• _PAGE EXTRACT_:
------------------------------------
…being in nursing school is giving me a strong hatred for the imperial system.
The doctor ordered 35mg/kg Watdafuqenol IV QID. Available is a 2’ by 15" section of torn out carpet soaked in spilled Watdafuqenol; when wrung out into the patient’s left shoe, you get 97 chipmunk-mouthfuls diluted to a concentration of 24 Watdafuqenol to 1 toe jam. How many shot glasses full do you administer?
You’ll never see dosage questions like that on the NCLEX. If you do it’ll be like one. I breezed through it when I took it, but basic knowledge questions are minimal (as long as you don’t get them wrong).
You might’ve already seen this, but try using the method of dimensional analysis where you work backwards on a single line and you’ll never get one of those problems wrong again.
The key is just working backwards by units using the equations you have available. I know somebody that only got one of the questions on his MCAT correct bc he used this method lol.
Even dimensional analysis works best with metric because sometimes you need to convert units and almost all conversion in metric are base 10, so something like 1kg/km is 1000g/1000m is 1 gram per meter. But in imperial 1 pound/mile is 16 ounces / 5280 feet is who the fuck knows how many ounces per feet.
I use dimensional analysis, but it’s over two lines… and not sure what you mean by working backwards, since the order doesn’t really matter so long as every value is in the correct line.
Since typing it out would be ugly as sin, example image stolen from google:
…they like to give us things like pt weight in lbs and oz, and ask for final product of tablespoons or some shit cuz they enjoy wasting our time, lol.
That the type you mean?
I know there are a few different ways to crunch the numbers, but DA is my favorite so far cuz it’s so consistent.
*edit, example pic changed, first one put mcg twice in the same line, which is a weird move. /shrug
So USAnian drugs are in metric units? I hope in actual work nurses get to use a phone app or something because this asks for mistakes
That’s a trick question. How many pound-feet of torque did you apply to the carpet?
1.15 pallets of spent 12-gauge casings over over the course of 2.3 standard breakfasts.
------------------------------------
• _EXERCISES TO COMPLETE_:
A) In the dosage-math thread, what does the commenter say almost all conversions in metric are?
B) List every imperial unit named in the dosage-math thread's comment comparing conversion in metric and imperial.
C) Retype the dosage-math thread from "Even dimensional analysis" up to and including "it’s so consistent.".
------------------------------------
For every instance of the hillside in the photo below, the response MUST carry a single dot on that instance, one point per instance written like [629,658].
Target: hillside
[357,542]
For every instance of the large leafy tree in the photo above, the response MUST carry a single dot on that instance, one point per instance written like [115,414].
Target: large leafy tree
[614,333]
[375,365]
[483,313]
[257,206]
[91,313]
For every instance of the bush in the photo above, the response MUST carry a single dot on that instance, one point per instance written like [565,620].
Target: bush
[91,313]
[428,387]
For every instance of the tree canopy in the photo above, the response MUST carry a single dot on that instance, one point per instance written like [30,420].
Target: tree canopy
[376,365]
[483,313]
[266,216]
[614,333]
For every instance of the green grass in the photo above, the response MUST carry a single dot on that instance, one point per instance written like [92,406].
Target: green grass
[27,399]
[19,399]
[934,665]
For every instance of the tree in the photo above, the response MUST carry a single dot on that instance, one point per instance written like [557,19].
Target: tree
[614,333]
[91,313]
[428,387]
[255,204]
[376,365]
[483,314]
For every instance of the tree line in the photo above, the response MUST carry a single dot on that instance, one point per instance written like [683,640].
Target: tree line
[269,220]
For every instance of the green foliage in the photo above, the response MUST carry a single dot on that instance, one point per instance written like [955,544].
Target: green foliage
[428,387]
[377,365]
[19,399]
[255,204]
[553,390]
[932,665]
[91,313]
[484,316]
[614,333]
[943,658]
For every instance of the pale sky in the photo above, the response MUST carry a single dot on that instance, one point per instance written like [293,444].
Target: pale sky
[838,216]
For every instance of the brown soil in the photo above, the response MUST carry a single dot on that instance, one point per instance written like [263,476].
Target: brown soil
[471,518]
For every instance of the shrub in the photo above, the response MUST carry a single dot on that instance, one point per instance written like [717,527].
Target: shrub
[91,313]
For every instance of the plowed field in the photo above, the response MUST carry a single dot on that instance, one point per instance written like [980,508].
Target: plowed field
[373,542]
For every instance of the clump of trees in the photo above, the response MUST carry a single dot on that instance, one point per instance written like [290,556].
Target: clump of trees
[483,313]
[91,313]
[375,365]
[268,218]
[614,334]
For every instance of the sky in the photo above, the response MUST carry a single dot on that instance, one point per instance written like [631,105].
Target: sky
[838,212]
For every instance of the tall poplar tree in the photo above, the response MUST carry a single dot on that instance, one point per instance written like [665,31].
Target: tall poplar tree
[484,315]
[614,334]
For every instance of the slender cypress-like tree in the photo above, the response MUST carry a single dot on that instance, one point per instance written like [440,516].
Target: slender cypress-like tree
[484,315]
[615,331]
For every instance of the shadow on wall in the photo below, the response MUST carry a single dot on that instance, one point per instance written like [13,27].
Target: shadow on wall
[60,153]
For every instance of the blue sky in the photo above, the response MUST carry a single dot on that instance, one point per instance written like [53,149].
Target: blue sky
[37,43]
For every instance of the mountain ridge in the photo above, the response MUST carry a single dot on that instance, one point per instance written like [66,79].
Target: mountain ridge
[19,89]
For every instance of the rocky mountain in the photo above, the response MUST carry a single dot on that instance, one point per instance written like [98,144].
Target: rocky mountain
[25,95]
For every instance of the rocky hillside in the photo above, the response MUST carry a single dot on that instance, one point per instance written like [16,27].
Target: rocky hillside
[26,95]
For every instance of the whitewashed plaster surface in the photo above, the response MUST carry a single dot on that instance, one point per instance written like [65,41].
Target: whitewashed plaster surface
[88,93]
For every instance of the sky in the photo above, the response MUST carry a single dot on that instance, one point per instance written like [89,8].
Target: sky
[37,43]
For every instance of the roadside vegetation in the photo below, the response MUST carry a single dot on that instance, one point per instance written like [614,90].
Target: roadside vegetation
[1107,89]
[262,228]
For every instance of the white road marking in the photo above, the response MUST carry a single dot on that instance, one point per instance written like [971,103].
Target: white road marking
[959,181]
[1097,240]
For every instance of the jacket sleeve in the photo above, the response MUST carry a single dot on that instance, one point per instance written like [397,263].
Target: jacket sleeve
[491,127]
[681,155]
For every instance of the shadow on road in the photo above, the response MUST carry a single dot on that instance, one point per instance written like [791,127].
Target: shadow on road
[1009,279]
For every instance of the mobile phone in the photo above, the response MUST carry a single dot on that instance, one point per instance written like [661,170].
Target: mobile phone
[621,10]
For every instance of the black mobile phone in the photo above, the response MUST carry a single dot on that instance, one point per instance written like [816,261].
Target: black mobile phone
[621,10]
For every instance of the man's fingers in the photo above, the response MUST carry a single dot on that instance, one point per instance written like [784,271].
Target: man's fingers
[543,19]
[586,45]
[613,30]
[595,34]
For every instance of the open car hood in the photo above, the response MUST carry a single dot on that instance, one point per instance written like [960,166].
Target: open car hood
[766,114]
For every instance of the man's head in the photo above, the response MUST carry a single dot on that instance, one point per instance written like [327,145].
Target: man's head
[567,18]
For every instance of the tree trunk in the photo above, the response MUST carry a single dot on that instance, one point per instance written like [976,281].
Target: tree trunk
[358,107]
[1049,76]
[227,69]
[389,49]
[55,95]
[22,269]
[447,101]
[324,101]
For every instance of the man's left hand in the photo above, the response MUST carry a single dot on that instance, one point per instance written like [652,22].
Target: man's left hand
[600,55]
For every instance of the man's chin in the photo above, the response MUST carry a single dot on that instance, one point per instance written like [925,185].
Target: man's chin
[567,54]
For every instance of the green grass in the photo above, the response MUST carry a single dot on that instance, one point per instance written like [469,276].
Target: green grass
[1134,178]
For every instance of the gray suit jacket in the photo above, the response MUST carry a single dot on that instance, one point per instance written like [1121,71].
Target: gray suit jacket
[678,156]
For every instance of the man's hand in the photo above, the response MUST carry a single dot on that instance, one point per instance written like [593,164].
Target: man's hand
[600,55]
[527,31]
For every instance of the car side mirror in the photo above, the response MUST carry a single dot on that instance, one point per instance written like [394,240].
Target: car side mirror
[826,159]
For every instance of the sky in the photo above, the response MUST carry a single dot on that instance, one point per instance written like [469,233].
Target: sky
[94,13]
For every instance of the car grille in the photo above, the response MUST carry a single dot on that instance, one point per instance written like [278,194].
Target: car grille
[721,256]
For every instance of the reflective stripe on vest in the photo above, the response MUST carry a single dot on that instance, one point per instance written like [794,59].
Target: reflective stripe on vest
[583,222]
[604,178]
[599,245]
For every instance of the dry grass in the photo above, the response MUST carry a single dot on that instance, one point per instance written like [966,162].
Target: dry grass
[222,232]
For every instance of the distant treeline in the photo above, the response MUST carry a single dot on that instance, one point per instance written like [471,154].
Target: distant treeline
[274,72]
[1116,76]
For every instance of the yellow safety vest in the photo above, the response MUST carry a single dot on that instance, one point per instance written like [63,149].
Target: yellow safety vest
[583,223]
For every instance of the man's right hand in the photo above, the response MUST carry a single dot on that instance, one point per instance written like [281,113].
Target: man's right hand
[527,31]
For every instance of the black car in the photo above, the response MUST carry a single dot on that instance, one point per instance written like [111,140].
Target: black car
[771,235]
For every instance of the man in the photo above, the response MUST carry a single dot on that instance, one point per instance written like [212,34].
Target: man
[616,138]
------------------------------------
• _TASK-BY-TASK SOLUTIONS_:
A) Base 10.

B) pound, mile, ounces, feet

C)
Even dimensional analysis works best with metric because sometimes you need to convert units and almost all conversion in metric are base 10, so something like 1kg/km is 1000g/1000m is 1 gram per meter. But in imperial 1 pound/mile is 16 ounces / 5280 feet is who the fuck knows how many ounces per feet.
I use dimensional analysis, but it’s over two lines… and not sure what you mean by working backwards, since the order doesn’t really matter so long as every value is in the correct line.
Since typing it out would be ugly as sin, example image stolen from google:
…they like to give us things like pt weight in lbs and oz, and ask for final product of tablespoons or some shit cuz they enjoy wasting our time, lol.
That the type you mean?
I know there are a few different ways to crunch the numbers, but DA is my favorite so far cuz it’s so consistent.